== WHAT IS ASKED ==
Repeat the material below word for word and leave out all pictures.

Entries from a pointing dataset
[start]
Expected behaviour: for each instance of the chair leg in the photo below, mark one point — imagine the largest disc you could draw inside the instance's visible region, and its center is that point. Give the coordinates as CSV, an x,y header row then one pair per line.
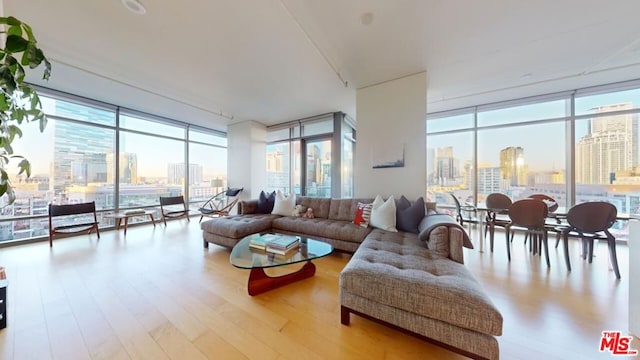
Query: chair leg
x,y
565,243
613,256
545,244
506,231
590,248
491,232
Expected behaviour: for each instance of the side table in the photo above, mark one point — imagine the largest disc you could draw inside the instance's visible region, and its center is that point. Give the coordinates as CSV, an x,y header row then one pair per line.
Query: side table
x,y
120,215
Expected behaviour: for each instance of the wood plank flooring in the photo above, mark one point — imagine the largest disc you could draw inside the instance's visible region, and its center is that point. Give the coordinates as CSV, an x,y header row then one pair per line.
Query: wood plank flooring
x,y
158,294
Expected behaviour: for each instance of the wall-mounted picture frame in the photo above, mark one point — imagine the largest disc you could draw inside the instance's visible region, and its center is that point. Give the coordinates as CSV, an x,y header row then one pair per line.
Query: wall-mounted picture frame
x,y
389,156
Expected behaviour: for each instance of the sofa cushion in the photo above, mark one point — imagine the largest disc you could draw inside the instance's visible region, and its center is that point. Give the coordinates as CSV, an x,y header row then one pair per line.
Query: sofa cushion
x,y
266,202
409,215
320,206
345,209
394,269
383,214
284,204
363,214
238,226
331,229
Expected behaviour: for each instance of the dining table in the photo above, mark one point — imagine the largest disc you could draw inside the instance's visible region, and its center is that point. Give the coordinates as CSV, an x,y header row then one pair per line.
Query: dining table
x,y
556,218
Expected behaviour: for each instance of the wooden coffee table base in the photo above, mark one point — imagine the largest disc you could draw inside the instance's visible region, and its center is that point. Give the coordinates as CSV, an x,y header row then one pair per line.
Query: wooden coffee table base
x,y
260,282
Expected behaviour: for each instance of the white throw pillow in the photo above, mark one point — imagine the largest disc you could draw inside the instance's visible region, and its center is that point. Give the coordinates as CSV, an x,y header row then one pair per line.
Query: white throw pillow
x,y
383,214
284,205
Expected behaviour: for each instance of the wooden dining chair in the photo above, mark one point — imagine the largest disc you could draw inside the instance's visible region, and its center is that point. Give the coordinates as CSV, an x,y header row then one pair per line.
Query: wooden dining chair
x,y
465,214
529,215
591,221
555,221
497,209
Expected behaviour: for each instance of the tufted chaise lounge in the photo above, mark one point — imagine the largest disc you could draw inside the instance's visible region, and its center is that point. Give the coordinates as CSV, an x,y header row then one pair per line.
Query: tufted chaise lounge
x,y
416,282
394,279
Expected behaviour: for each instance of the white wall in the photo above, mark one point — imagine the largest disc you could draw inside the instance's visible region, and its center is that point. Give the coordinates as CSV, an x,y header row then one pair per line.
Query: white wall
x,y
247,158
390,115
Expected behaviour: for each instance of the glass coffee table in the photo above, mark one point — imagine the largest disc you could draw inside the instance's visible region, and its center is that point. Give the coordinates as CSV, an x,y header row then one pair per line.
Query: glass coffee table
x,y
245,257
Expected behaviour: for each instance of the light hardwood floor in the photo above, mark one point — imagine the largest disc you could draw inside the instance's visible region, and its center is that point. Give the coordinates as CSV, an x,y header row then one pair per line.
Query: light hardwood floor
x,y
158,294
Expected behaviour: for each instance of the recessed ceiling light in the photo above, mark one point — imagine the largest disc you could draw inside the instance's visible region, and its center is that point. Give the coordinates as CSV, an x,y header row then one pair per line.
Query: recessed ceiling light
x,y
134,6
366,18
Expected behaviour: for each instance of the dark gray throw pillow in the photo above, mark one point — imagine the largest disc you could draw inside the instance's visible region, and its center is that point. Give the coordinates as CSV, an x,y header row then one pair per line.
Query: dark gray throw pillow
[end]
== SOLUTION TO THIS TASK ==
Expected behaviour: for each instance of the chair leg in the photo below, mark one point — imagine the largest disc you could draw inside the instance's visible region, and its center is that point. Give the coordinates as CSV, an x,y header row then one pair per line.
Query: chair leg
x,y
565,243
613,256
545,244
506,231
590,248
491,232
Expected behaviour: for each instance of the side table in the photo above, mark one point — imagine the largest disc you could draw inside the instance's visible region, and its center is that point. Give the coordinates as CSV, an x,y header row then one pair per line.
Query: side table
x,y
120,215
Expected behaviour: for each instance of the wood plank flooring in the photo above, mark one point — imagine the largest disc you could draw inside the instance's visible region, and its center is that point. Give the coordinates as CSV, an x,y header row then one pair per line.
Query: wood plank flooring
x,y
158,294
Expected behaviour: for each instance of the wall-mounted picture frame in the photo above, mark one point — imagine the largest disc you could draw inside the instance's visible region, and its center is that point. Give the coordinates as CSV, an x,y header row then one pair per line.
Query: wall-mounted picture frame
x,y
389,156
Expected behaviour: for each instance of the sofa cushion in the photo above, mark one point — imagine the largest disc you could draw inside the instance's visible region, and its center is that point. Give the coordinates as CSV, an x,y header row then one pair per line.
Query: sofa cushion
x,y
266,202
409,215
320,206
345,209
394,269
383,214
284,204
363,214
238,226
331,229
Expected behaviour: for each instance of the dining table in the photo above, mark one point — imagine the largest disc you could draw inside the instance's visible region, and its center is that point. Give the coordinates as CSV, an x,y header row then one pair per line.
Query: dining table
x,y
556,218
Expected behaviour: for each instance of the wooden coffee table base in the photo above, mark one point — imagine the largest disc you could draw inside the instance's visible region, and its center is that point. Give the coordinates as CSV, an x,y header row then one pair per line.
Query: wooden coffee table base
x,y
260,282
Expected behaviour: for each instance of the white throw pillow in the photo above, mark one point — imagine the largest disc you could draw inside the instance's visible region, and its center is that point. Give the coordinates as CSV, an x,y header row then one pair per line.
Query: white throw pillow
x,y
383,214
284,205
Expected behaviour: for each instance of the wooden dining chair in the photo above, mark one point — imagine the largest disc you could draw inside the instance's visible region, and its center is that point. Give the coordinates as CSV, an x,y header row then one pair per line.
Query: wooden dining chair
x,y
465,214
529,215
591,221
555,221
497,209
Expected behaviour: for each instance of the tufted chaise lounge in the photo above, mark one point — imagine the largest disc you could draw inside the instance's visible region, and its center is that point. Give the coordinates as CSV, an x,y header row then one pair per line.
Query: tufted chaise lounge
x,y
416,282
394,279
Expected behaviour: for each instance of the white wall in the photo above, mark one point — imagine the largest disc you could draw inside the instance's visible region, and its center is that point. Give the coordinates as CSV, an x,y header row then one pair per line.
Query: white wall
x,y
247,158
390,115
Expected behaviour: for each instance of the glass coffee table in the photo above, mark one point — imagine the largest disc you could draw inside the instance's visible region, and its center is that point. Give the coordinates as CSV, an x,y header row then one pair per line.
Query: glass coffee table
x,y
245,257
Expected behaviour: for each instance of the light hardwood floor in the photo above, mark one point — imagine the largest disc you could draw inside the instance's visible region, and its center is that point. Give the coordinates as CSV, an x,y header row then one pair per line.
Query: light hardwood floor
x,y
158,294
Expected behaviour: for each instance of the recessed ceiling light in the photo above, mark one point — imagine the largest disc you could draw inside the instance's visible region, and its center is that point. Give the coordinates as CSV, an x,y header row then one pair per line.
Query: recessed ceiling light
x,y
134,6
366,18
Expected behaviour: for each instance of the dark gray throw pillow in the photo above, mark one point — imagine the largest disc you could draw inside the instance's visible region, and its center is that point. Give the coordinates as CSV, an x,y header row then one pair per line.
Query: dark gray throw pillow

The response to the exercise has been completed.